--- Begin ---

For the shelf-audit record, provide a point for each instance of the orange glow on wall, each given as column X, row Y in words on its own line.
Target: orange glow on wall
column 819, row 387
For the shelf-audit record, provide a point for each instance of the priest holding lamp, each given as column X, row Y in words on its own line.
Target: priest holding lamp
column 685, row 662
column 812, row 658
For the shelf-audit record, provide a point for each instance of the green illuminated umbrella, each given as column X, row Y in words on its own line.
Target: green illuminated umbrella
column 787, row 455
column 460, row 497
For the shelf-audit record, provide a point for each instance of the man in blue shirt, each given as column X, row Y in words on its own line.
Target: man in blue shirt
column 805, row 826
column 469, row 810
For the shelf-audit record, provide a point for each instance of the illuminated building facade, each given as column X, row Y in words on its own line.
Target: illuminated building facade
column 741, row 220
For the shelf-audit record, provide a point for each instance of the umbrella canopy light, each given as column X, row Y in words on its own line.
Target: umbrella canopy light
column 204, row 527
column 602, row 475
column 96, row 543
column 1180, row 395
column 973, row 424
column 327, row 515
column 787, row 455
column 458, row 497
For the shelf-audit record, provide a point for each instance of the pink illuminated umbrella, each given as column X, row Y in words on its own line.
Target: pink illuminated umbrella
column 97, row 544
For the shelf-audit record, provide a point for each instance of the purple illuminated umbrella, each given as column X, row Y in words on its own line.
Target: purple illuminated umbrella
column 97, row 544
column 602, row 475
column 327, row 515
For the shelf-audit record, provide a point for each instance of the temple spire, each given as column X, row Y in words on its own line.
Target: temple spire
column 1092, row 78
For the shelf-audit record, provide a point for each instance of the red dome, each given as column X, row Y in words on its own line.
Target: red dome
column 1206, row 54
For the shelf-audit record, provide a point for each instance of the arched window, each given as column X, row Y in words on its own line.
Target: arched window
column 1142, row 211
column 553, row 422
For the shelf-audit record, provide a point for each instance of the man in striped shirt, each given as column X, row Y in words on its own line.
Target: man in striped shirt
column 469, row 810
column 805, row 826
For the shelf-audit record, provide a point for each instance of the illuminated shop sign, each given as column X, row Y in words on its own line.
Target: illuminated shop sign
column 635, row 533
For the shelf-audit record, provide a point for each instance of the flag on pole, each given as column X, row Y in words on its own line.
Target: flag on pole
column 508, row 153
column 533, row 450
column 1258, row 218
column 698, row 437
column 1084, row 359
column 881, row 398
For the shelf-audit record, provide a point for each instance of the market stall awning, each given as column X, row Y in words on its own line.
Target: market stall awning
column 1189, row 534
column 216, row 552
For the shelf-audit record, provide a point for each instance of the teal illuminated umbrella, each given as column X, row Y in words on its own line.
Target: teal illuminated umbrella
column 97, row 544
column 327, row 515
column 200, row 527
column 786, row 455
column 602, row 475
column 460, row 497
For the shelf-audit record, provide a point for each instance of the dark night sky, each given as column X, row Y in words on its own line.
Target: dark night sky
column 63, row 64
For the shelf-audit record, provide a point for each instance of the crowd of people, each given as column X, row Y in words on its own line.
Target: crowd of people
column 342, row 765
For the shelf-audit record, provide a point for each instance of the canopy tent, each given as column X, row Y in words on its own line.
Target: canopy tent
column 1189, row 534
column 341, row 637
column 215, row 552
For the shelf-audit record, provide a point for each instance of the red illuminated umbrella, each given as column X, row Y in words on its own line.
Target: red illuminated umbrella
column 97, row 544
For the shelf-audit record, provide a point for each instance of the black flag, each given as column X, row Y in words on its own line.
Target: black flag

--- End ---

- **Your instructions**: Write all the items above out again with "instance" changed to "occurrence" everywhere it appears. Leave everything else the same.

- **Response for this exercise**:
For the shelf-audit record, provide a point for each occurrence of the orange glow on wall, each given as column X, row Y in words on its own line.
Target: orange glow on wall
column 819, row 387
For the shelf-audit record, provide a point for each occurrence of the priest holding lamp, each given as column X, row Y in words on its own line.
Target: priest holding lamp
column 685, row 662
column 812, row 658
For the shelf-audit record, provide a point for each occurrence of the green illuminated umbrella, each given as column X, row Y in words on its own line.
Target: green illuminated umbrella
column 787, row 455
column 460, row 497
For the shelf-audit record, provide a point for each occurrence of the man in blue shirt, each given as column X, row Y in words on its own line.
Target: man in blue shirt
column 805, row 826
column 469, row 810
For the shelf-audit record, provide a point for each occurrence of the illuminated building facade, each given as column X, row Y in words on its own line.
Target: illuminated building facade
column 741, row 220
For the shelf-audit record, provide a point for each occurrence of the umbrella canopy light, each given as column X, row Y in words on its own line.
Target: umbrella canopy light
column 204, row 527
column 602, row 475
column 96, row 543
column 1180, row 395
column 973, row 424
column 327, row 515
column 787, row 455
column 458, row 497
For the shelf-audit record, provide a point for each occurrence of the pink illuminated umbrella, each given as column X, row Y in words on its own line.
Target: pink illuminated umbrella
column 97, row 544
For the shelf-audit record, provide a point for each occurrence of the purple illuminated umbrella, each given as column X, row Y in words on its own line.
Target: purple illuminated umbrella
column 97, row 544
column 602, row 475
column 327, row 515
For the shelf-audit record, provide a point for each occurrence of the temple spire, each given as column X, row Y in words on its own line.
Target: temple spire
column 1092, row 78
For the shelf-audit record, provide a point for each occurrence of the red dome, each given as column X, row Y in words on its own line.
Target: red dome
column 1206, row 54
For the shelf-audit record, provide a point for each occurrence of the arched window, each given as column X, row Y in words on its own line.
Target: arched window
column 1142, row 211
column 553, row 422
For the shelf-audit record, provide a point for each occurrence of the man in striped shirt, each given as column X, row Y in words on its own line.
Target: man in striped shirt
column 469, row 810
column 805, row 826
For the shelf-audit record, provide a point for each occurrence of the illuminated shop sign, each given as column X, row Y in words on its own line.
Target: illuminated shop sign
column 635, row 533
For the shelf-audit record, provide a point for each occurrence of the flag on pole, each given as column X, row Y in words on its own line.
Target: flag on pole
column 508, row 153
column 533, row 450
column 1258, row 218
column 698, row 437
column 1084, row 359
column 881, row 398
For the shelf-audit record, provide a point for each occurrence of the market stall awning, each given as column X, row Y in words on its own line.
Target: market stall awning
column 1189, row 534
column 216, row 552
For the shelf-audit record, provide a point for each occurrence of the teal illuminated umbrella, each given as column X, row Y in words on its own line.
Target: teal illuminated umbrella
column 97, row 544
column 327, row 515
column 200, row 527
column 786, row 455
column 602, row 475
column 460, row 497
For the shelf-audit record, provide a point for each occurrence of the dark night sky, each given as column X, row Y in words on its own line.
Target: dark night sky
column 63, row 64
For the shelf-audit record, provide a point for each occurrence of the crowd of people, each given as column X, row Y in words on its own line.
Target: crowd of people
column 342, row 765
For the shelf-audit record, provide a point for each occurrence of the canopy tent, each given as column X, row Y in words on its own line.
Target: canopy tent
column 1189, row 534
column 341, row 637
column 215, row 552
For the shelf-audit record, provide a point for each occurrence of the red illuminated umbrella, each given as column X, row Y in words on its own line.
Target: red illuminated umbrella
column 97, row 544
For the shelf-audit record, provide a point for each occurrence of the black flag, each given as column X, row Y in words on its own line.
Target: black flag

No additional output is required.